[PASSAGE TO READ]

Eight years ago, the tech mogul was already comparing AI to a nuclear weapon.

"Worth reading Superintelligence by Bostrom. We need to be super careful with AI. Potentially more dangerous than nukes," he warned.

With AI the biggest concern is that the technology will evolve to sci-fi scenarios: Chatbots and robots, currently controlled by humans, might escape this control. Some also fear that bad actors will use AI to advance their agendas. 

The focus is on artificial general intelligence, or AGI. The term refers to AI systems that can emulate humans -- basically, chatbots or robots that can perform any tasks that humans can do and even do them better. This is the goal players in the sector seek, and the consequences for humanity can be enormous.

The Biden Administration's Response to AI Critics

"Contemporary AI systems are now becoming human-competitive at general tasks, and we must ask ourselves: Should we let machines flood our information channels with propaganda and untruth?" said a group of tech luminaries and experts in an open letter, titled "Pause Giant AI Experiments," in March. 

"Should we automate away all the jobs, including the fulfilling ones? Should we develop nonhuman minds that might eventually outnumber, outsmart, obsolete and replace us?"

"Should we risk loss of control of our civilization? Such decisions must not be delegated to unelected tech leaders. Powerful AI systems should be developed only once we are confident that their effects will be positive and their risks will be manageable," the letter said.

Musk was among those who signed the letter.

The White House has finally heard the warnings. The administration of President Joe Biden has just launched a plan to promote "responsible" AI and protect U.S. consumers from the potentially bad effects of the technology. 

These efforts are being made under the supervision of Vice President Kamala Harris, who on May 4 met with the CEOs of companies considered at the forefront in the AI space

Among those present were Sam Altman, CEO of OpenAI, Dario Amodei, CEO of Anthropic, Satya Nadella, chairman and CEO of Microsoft (MSFT), and Sundar Pichai, CEO of Google and Alphabet (GOOGL). Musk doesn't seem to have been invited. This meeting made clear the idea that Harris was the AI ​​czar.

This new responsibility has drawn strong criticism from the tech community, which believes that the vice president has not yet mastered the issues and does not know enough about AI to to fully understand what is at stake.

[EXERCISES]
1 > In the article on AI, on what date did Vice President Kamala Harris meet with the CEOs of leading AI companies?
2 > Extract the portion of the article on AI starting with "Eight years ago, the" and going on through "advance their agendas.".

[Point localization data]
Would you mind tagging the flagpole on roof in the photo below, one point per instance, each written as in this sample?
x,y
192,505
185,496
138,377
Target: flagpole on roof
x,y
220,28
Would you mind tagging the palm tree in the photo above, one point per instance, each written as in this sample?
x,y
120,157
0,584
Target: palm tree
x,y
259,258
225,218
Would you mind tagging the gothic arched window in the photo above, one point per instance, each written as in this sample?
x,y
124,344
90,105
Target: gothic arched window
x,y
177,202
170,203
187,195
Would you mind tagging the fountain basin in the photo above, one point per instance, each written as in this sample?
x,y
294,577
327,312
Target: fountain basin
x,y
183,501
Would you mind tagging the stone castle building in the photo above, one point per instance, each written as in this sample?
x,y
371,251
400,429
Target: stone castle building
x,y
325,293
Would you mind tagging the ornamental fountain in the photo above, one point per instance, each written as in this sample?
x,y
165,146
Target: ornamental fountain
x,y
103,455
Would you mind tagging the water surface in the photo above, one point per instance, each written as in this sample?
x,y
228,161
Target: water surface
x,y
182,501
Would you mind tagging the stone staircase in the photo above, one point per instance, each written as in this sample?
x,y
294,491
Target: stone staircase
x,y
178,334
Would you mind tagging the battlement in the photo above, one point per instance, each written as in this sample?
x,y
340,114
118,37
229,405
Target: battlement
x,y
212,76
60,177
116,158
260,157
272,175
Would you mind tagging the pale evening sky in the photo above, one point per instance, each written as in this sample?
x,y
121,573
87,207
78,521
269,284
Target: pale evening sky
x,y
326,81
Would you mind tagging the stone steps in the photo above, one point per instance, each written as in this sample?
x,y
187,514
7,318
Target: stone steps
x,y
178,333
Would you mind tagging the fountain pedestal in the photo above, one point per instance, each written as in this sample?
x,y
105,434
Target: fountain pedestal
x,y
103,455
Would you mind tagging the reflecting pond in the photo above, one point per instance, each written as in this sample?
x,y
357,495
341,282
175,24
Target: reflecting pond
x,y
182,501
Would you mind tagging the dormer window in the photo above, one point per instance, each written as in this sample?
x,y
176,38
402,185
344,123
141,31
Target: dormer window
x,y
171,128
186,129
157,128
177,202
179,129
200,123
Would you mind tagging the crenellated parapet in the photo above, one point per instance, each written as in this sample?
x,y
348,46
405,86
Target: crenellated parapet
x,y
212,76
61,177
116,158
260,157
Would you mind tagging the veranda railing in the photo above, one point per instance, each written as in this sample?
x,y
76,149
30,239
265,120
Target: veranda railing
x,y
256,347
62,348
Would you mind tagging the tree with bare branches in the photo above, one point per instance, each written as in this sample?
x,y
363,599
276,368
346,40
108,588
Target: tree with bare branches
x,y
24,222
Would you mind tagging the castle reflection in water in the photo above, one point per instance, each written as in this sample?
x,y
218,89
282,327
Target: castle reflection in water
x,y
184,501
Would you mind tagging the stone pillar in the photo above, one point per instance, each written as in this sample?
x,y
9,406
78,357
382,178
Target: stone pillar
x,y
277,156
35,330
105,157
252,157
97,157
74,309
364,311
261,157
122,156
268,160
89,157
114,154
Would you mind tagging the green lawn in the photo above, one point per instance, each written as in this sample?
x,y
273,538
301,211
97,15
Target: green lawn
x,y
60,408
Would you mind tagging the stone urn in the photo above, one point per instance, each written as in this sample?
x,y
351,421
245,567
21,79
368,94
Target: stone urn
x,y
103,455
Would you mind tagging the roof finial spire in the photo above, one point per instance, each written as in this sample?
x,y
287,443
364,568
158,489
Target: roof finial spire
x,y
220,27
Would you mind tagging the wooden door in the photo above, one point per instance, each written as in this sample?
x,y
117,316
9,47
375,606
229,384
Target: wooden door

[WRITTEN RESPONSES]
1 > May 4

2 >
Eight years ago, the tech mogul was already comparing AI to a nuclear weapon.

"Worth reading Superintelligence by Bostrom. We need to be super careful with AI. Potentially more dangerous than nukes," he warned.

With AI the biggest concern is that the technology will evolve to sci-fi scenarios: Chatbots and robots, currently controlled by humans, might escape this control. Some also fear that bad actors will use AI to advance their agendas.